### [TASK REQUIREMENTS]
**A.** In the surveillance-monitoring excerpt, which multiple univariate combination methods showed the most robust detection performance in the Monte Carlo tests?
**B.** Reproduce the stretch of the surveillance-monitoring excerpt from "Methods: Canonical problems" through "the data streams.", substituting "data feeds" for "data streams".

### [PROVIDED TEXT]
======

Methods: Canonical problems of parallel monitoring and consensus monitoring are considered in this report. Modified Bonferroni methods are examined for parallel monitoring. Both multiple univariate and multivariate methods are applied for consensus monitoring. A multivariate adaptation of Monte Carlo trials, using the injection of epidemic-curve-like signals in the multiple data streams of interest, is presented for evaluation of the various tests.

Results: The Monte Carlo test results demonstrate that the multiple univariate combination methods of Fisher and Edgington provide the most robust detection performance across the scenarios tested. As the number of data streams increases, methods based on Hotelling's T² offer added sensitivity for certain signal scenarios. This potential advantage is clearer when strong correlation exists among the data streams.

Conclusion: Parallel and consensus monitoring tools must be blended to enable a surveillance system with distributed sensitivity and controlled alert rates. Whether a multiple univariate or multivariate approach should be used for consensus monitoring depends on the number and distribution of useful data sources and also on their covariance structure and stationarity. Strong, consistent correlation among numerous sources warrants the examination of multivariate control charts.

======

### [DATA EXTRACT]

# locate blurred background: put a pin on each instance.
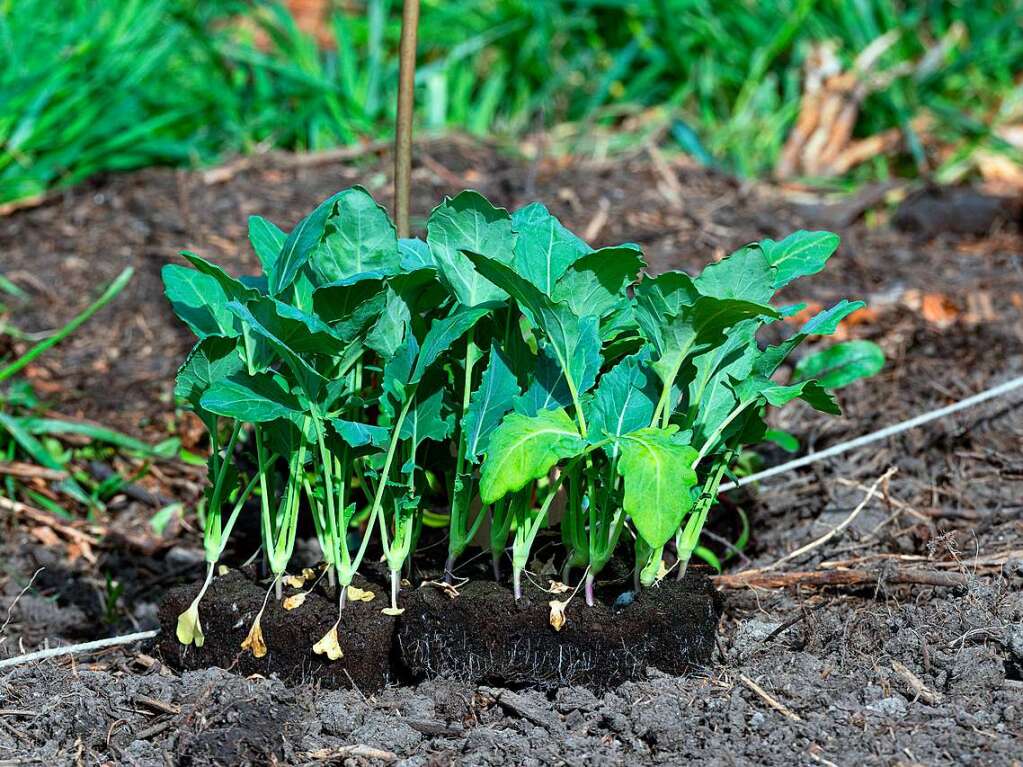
(835, 92)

======

### [TASK ANSWERS]
**A.** The combination methods of Fisher and Edgington.

**B.**
Methods: Canonical problems of parallel monitoring and consensus monitoring are considered in this report. Modified Bonferroni methods are examined for parallel monitoring. Both multiple univariate and multivariate methods are applied for consensus monitoring. A multivariate adaptation of Monte Carlo trials, using the injection of epidemic-curve-like signals in the multiple data feeds of interest, is presented for evaluation of the various tests.

Results: The Monte Carlo test results demonstrate that the multiple univariate combination methods of Fisher and Edgington provide the most robust detection performance across the scenarios tested. As the number of data feeds increases, methods based on Hotelling's T² offer added sensitivity for certain signal scenarios. This potential advantage is clearer when strong correlation exists among the data feeds.